EXERCISE DETAILS – Only lines with the word "leafy" belong in the answer; copy them from the records below.

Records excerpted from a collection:
┄┄┄┄┄┄┄┄┄┄

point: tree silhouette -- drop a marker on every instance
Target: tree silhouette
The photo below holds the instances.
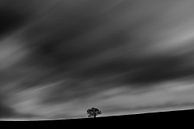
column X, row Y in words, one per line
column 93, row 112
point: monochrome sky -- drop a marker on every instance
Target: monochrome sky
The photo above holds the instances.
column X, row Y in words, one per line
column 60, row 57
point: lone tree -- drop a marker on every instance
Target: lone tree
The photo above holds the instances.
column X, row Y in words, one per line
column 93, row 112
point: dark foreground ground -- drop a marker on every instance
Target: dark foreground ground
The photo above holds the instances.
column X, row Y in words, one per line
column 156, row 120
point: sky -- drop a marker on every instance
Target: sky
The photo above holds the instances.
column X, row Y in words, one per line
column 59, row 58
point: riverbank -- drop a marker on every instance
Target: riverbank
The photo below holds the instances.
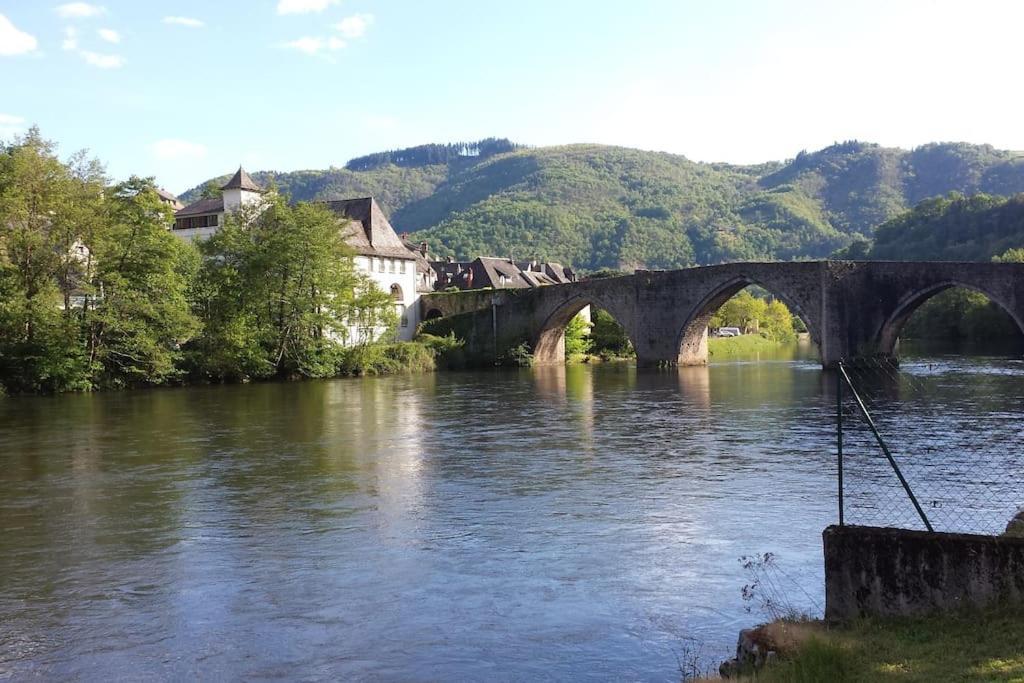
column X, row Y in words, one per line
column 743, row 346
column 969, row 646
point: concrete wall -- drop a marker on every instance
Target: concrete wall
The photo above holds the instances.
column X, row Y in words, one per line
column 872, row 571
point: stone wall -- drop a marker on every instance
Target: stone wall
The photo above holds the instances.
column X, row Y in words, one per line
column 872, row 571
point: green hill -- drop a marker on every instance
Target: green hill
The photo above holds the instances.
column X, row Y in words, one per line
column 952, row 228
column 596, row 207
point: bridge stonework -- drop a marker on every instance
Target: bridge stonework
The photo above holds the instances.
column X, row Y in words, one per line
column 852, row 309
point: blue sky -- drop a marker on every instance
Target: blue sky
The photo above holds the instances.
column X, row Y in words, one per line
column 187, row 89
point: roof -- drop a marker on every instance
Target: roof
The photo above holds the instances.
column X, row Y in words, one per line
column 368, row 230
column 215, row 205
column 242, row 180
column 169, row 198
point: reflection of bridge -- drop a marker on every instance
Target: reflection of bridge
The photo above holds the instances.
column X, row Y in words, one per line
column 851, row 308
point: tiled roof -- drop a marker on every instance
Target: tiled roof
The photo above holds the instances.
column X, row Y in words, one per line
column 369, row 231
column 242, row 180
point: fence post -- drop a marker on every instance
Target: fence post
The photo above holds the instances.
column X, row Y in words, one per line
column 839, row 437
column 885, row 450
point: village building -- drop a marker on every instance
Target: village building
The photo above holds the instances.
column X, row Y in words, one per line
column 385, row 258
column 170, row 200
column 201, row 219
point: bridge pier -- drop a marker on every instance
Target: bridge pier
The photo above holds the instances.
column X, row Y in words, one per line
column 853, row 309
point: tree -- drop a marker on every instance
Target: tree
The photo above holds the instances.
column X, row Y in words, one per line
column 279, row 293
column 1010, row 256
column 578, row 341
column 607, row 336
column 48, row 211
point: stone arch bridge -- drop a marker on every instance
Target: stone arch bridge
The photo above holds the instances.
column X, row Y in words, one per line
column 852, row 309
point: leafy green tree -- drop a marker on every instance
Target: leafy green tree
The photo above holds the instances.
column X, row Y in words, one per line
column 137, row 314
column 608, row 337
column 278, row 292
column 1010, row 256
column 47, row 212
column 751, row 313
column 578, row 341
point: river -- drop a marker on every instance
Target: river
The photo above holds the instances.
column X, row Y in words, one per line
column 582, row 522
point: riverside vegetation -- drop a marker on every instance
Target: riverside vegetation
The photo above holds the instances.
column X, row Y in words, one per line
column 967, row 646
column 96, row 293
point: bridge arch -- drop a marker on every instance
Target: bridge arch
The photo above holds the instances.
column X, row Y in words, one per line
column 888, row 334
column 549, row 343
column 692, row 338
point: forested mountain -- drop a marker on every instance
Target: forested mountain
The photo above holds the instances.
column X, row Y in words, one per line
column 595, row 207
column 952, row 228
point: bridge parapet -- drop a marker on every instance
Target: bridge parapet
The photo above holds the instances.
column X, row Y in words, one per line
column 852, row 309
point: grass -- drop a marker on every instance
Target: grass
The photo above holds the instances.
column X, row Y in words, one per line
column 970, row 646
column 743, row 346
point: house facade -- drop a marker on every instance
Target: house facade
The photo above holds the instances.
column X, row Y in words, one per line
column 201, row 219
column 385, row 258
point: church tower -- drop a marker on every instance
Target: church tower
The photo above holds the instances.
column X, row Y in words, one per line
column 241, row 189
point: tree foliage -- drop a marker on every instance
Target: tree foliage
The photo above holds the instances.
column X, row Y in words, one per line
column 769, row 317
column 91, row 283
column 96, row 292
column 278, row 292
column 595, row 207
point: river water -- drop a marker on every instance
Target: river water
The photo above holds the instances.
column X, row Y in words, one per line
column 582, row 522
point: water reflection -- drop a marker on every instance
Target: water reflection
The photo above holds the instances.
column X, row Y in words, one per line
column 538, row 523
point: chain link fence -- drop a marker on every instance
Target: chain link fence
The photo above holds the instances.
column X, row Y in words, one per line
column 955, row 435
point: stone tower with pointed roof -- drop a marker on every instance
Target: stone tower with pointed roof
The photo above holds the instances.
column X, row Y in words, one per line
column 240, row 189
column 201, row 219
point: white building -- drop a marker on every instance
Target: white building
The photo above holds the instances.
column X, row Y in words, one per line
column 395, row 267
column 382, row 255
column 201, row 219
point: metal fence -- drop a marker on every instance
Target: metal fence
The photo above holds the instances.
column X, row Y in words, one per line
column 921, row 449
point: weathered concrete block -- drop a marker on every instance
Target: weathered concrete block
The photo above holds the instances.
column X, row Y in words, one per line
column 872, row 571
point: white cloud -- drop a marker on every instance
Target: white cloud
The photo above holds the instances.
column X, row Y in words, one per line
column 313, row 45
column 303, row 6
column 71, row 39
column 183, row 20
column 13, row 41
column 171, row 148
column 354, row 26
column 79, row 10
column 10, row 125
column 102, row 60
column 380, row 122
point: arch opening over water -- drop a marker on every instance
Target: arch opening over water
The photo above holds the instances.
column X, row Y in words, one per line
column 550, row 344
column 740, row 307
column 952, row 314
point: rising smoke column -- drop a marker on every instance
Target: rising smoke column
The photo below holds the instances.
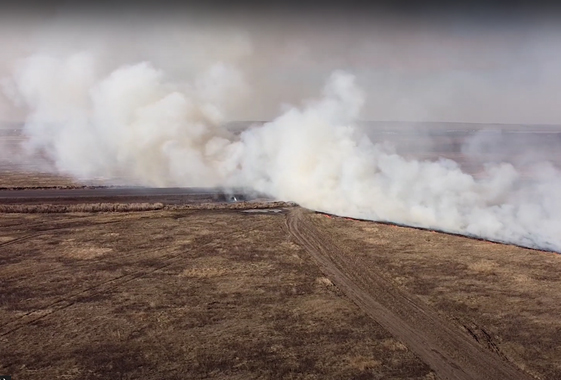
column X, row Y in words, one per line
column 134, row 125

┄┄┄┄┄┄┄┄┄┄

SOLUTION TO THIS TASK –
point: leafy green tree -- drop a marker on every instance
Target: leafy green tree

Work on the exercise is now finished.